- Collected data:
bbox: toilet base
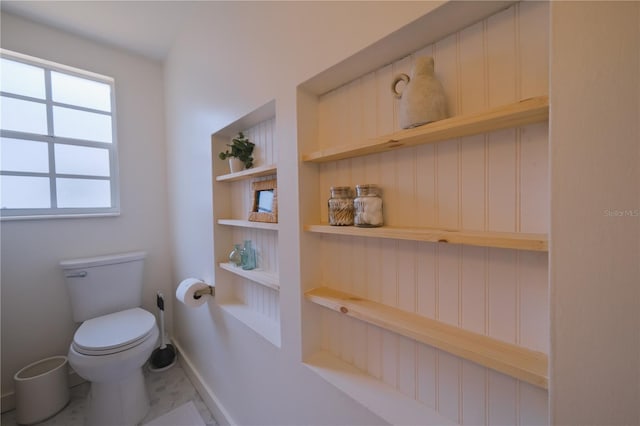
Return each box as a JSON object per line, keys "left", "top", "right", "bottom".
{"left": 86, "top": 368, "right": 149, "bottom": 426}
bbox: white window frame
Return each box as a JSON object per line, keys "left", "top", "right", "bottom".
{"left": 0, "top": 49, "right": 120, "bottom": 220}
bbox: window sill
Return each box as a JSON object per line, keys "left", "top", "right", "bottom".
{"left": 0, "top": 212, "right": 120, "bottom": 221}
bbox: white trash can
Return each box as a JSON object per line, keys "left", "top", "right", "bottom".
{"left": 14, "top": 356, "right": 70, "bottom": 425}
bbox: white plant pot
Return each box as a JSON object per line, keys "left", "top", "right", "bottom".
{"left": 229, "top": 158, "right": 244, "bottom": 173}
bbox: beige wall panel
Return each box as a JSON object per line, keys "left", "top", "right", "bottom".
{"left": 309, "top": 3, "right": 550, "bottom": 424}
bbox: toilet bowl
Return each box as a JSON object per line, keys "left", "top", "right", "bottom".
{"left": 68, "top": 308, "right": 158, "bottom": 426}
{"left": 60, "top": 252, "right": 158, "bottom": 426}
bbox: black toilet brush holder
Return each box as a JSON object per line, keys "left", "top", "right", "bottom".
{"left": 148, "top": 292, "right": 177, "bottom": 372}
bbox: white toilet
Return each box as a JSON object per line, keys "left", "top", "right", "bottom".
{"left": 60, "top": 252, "right": 159, "bottom": 426}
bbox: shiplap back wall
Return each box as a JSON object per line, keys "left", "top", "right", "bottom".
{"left": 315, "top": 3, "right": 548, "bottom": 424}
{"left": 228, "top": 117, "right": 279, "bottom": 321}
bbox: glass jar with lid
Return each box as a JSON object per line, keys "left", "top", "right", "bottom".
{"left": 328, "top": 186, "right": 354, "bottom": 226}
{"left": 354, "top": 184, "right": 383, "bottom": 227}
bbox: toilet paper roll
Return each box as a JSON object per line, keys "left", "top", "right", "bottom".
{"left": 176, "top": 278, "right": 210, "bottom": 308}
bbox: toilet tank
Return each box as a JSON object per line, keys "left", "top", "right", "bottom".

- What to produce: Give the count of lines in the entries above that hold the word "white", with no other words.

- Solved exercise: 4